***** The input

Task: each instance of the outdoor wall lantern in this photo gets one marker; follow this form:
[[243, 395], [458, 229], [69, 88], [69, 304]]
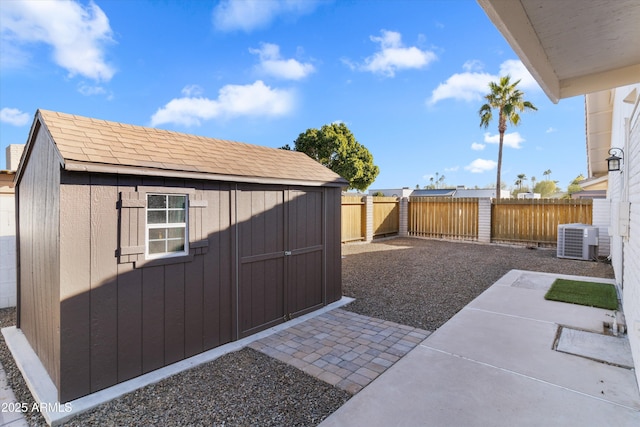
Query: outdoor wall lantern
[[614, 162]]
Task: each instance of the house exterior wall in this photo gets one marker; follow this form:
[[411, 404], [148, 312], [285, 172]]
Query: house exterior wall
[[38, 205], [624, 194], [7, 241], [122, 317], [601, 218]]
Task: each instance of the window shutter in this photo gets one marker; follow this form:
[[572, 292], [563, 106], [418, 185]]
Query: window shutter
[[132, 211]]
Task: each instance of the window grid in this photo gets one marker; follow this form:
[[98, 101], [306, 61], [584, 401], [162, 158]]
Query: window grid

**********

> [What you have to do] A verbatim copy of the lines from the one with "Query: house exterior wall" to the end of the listing is the whole answer.

> [Task output]
Query: house exterior wall
[[38, 205], [624, 194], [7, 241], [122, 317], [601, 218]]
Task: each instance of the window shutter in this photo gets one marker; follow this form:
[[572, 292], [563, 106], [418, 185]]
Query: window shutter
[[132, 211]]
Task: each instance of the window grid in this photo gets one marker; follow this form:
[[98, 101], [306, 61], [584, 401], [162, 158]]
Query: window grid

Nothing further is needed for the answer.